» **TASK TO COMPLETE**: Return every line of the records below that contains the word "wooden".

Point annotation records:
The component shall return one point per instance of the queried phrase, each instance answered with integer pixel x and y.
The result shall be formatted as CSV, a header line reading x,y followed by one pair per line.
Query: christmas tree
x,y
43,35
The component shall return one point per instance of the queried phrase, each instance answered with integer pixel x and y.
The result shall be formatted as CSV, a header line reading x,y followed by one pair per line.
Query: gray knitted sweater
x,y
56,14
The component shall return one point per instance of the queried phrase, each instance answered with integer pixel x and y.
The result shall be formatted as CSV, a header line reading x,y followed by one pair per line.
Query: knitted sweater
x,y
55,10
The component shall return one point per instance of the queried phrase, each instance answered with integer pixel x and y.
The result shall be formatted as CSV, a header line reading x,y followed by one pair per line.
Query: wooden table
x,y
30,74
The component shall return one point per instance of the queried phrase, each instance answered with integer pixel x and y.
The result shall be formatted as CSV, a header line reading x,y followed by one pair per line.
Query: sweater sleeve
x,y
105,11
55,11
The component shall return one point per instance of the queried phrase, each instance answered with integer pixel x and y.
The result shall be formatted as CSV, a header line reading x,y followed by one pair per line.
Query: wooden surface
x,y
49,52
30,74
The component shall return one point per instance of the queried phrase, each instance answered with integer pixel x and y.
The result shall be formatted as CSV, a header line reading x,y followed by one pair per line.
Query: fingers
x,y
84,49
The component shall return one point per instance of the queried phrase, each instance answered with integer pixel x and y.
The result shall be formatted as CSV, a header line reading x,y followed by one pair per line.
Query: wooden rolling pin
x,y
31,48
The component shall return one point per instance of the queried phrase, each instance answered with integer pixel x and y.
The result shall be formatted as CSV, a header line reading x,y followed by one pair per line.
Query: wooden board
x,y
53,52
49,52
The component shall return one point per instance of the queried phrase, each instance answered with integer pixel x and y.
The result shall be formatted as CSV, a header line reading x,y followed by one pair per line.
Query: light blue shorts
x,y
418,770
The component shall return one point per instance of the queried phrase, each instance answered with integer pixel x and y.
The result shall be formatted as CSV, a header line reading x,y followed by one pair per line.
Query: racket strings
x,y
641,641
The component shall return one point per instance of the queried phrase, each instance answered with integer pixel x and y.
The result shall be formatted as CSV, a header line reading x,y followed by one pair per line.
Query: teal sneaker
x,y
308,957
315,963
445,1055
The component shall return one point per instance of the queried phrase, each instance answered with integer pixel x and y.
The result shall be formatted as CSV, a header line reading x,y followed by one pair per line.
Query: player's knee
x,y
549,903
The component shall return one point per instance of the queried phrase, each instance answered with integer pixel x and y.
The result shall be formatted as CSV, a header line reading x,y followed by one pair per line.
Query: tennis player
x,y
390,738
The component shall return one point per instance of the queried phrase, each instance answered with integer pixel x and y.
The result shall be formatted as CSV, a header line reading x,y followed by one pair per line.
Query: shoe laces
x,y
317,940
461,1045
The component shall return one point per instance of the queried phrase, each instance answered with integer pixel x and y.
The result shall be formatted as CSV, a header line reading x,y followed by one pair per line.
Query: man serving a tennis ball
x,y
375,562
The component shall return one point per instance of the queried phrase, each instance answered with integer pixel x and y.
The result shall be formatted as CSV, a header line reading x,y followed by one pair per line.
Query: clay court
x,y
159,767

» **SOLUTION FOR THIS PROBLEM**:
Query: wooden table
Query: wooden surface
Query: wooden rolling pin
Query: wooden board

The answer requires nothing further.